(Point localization data)
----
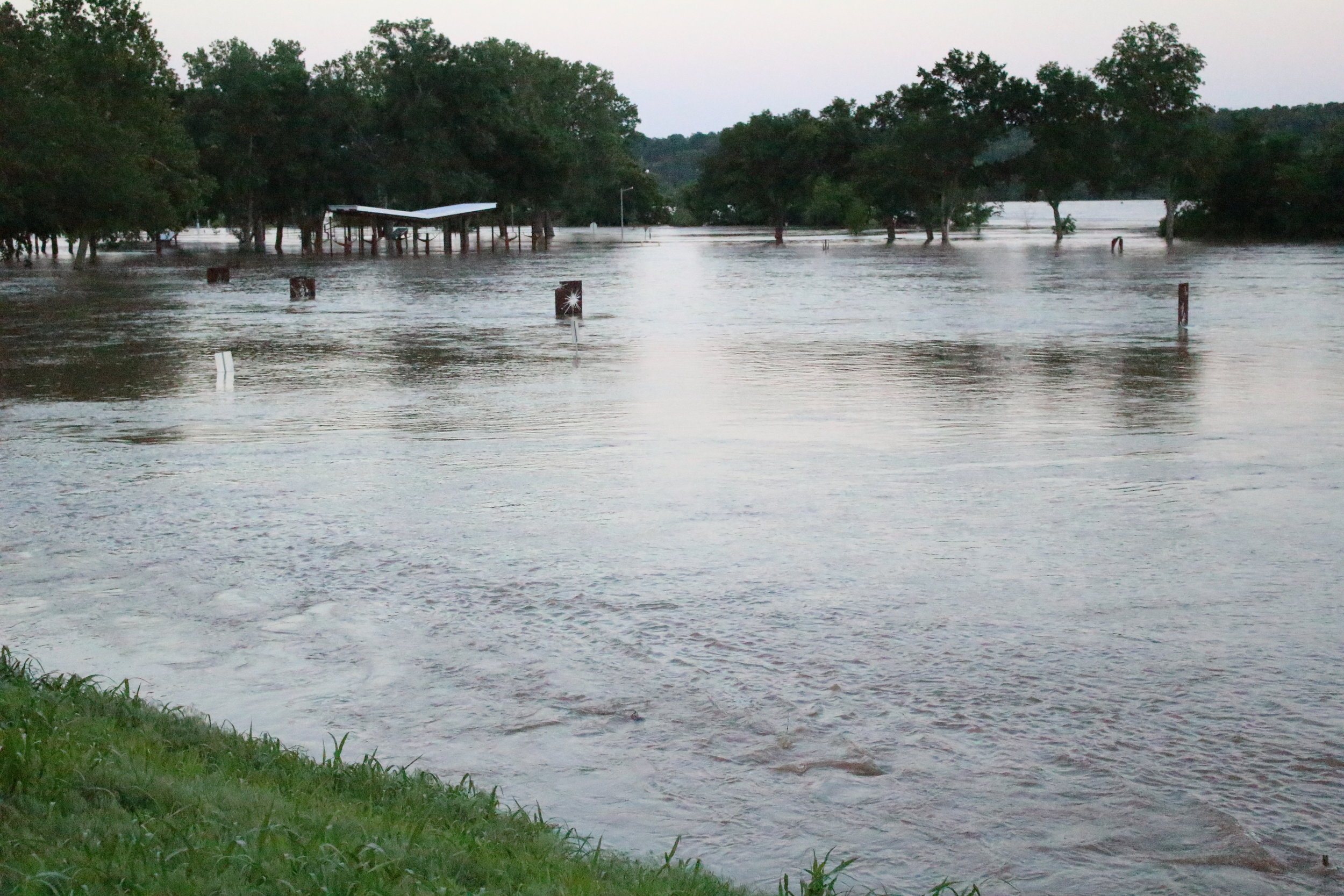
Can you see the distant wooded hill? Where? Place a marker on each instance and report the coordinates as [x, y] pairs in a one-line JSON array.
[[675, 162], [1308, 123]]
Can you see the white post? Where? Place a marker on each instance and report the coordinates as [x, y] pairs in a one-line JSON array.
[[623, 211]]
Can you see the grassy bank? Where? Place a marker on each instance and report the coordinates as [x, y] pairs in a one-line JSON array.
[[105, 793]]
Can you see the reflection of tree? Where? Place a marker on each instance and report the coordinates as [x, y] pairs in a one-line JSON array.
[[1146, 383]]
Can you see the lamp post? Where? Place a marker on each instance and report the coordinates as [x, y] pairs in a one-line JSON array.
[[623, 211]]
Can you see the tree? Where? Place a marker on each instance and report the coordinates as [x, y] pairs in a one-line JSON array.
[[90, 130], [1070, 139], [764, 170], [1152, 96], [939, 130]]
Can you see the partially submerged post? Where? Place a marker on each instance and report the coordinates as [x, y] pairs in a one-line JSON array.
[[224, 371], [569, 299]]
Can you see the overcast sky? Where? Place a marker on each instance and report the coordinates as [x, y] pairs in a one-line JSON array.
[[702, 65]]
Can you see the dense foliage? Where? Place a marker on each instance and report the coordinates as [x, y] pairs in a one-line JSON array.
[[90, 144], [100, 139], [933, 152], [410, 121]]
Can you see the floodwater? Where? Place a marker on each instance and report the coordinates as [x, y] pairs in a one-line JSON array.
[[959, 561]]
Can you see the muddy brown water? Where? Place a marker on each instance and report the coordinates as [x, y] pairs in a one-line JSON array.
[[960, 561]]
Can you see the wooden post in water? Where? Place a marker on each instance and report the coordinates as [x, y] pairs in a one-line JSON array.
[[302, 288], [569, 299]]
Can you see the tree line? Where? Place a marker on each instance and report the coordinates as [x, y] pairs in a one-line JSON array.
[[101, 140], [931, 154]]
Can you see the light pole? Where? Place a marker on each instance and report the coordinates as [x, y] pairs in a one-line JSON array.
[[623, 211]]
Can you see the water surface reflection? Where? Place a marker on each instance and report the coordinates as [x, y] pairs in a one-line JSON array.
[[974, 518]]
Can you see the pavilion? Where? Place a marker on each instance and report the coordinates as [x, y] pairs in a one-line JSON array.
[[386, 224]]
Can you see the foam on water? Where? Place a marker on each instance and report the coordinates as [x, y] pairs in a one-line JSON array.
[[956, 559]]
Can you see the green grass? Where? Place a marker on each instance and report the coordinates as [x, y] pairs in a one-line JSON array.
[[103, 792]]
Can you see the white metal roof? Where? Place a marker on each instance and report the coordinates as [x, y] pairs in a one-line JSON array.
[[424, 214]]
----
ABOUT THIS EXERCISE: All lines from the one containing "Can you see the dense" to the end of the data above are to be set down exactly; no others belong in the answer.

RESULT OF THE TASK:
Can you see the dense foliage? Where? Place a marker on each instance and report the coordinates as [x, y] pairs in a one-line JSON array.
[[90, 144], [100, 139], [933, 152], [410, 121]]
Can you see the floodwater? Where? Place a marker on each instance and report the coordinates as [x, y] pairs in a one-line JSON array.
[[959, 561]]
Can you see the muddy brown water? Where? Place a marker on each instance and report the coordinates as [x, y] pairs in a one-line JSON array.
[[960, 561]]
Can you see the wooden post in water? Where? Place a marker on each instance and report the coordinates as [x, y] pairs in a one-line JSON array.
[[302, 288], [569, 299]]
Can you see the tree line? Where? Place a marker on each instance and report the coordinates as [x, y] pairs in a one-line JSON array.
[[101, 140], [931, 154]]
Can you see the light pole? Where? Place a marker on each instance and report the coordinates as [x, y] pairs in a one-line JSON array.
[[623, 211]]
Can you see the water surface reflection? Where? Place a marker on each instance and report the coordinates as [x, y] pairs in a one-line JSON array.
[[974, 518]]
Can you see the pavilion? Where? Place a marker on each instance and report the coordinates as [x, y] pairs in a one-line JSON array.
[[386, 224]]
Can you see the foam on water? Where? Place a marker on each instance and report the coordinates as [x, y] pairs in a one-line JSON array.
[[956, 559]]
Can you see the green grass? Where? Place a marker on each instance and report the coordinates as [x, y] pairs in a one-line JSON array.
[[103, 792]]
Can you see the white metal roof? Where? Place a marker on each instance and report the coordinates as [x, y] pairs in a one-line JSON array.
[[424, 214]]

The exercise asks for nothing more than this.